What you need to do: Arrange the lines starting at the line that contains "Can you find the snow-covered" and ending at the line that contains "pixel 233 365" as a Markdown table with two columns, Number and Line. Number each line in order and leave out any blank lines.

Records for this exercise:
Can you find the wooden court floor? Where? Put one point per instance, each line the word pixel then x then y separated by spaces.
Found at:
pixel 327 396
* * *
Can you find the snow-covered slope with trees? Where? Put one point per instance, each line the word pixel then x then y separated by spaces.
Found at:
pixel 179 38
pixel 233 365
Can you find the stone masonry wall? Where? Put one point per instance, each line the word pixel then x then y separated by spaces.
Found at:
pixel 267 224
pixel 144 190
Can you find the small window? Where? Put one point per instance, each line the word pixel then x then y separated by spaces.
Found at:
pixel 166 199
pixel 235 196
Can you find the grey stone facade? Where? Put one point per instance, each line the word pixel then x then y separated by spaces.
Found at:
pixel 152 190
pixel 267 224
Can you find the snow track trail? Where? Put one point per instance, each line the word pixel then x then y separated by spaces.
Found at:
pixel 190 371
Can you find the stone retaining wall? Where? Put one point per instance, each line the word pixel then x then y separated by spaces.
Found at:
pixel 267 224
* * *
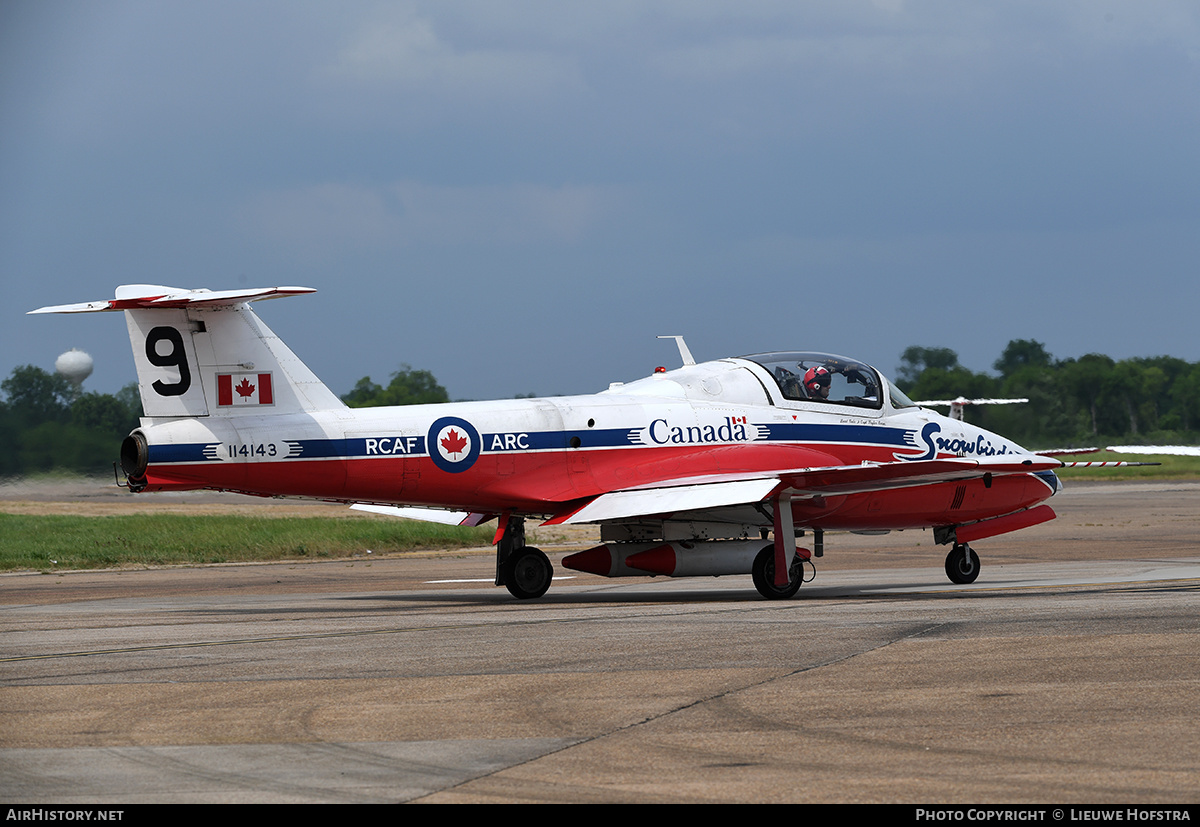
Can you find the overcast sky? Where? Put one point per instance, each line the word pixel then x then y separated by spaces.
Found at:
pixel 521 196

Final answer:
| Number | Line |
|---|---|
| 1 | Can you find the snow-covered slope with trees? Where? Put one point per instance, each line the word pixel then x then y separated by spaces. |
| 2 | Found at: |
| 3 | pixel 179 38 |
| 4 | pixel 233 365 |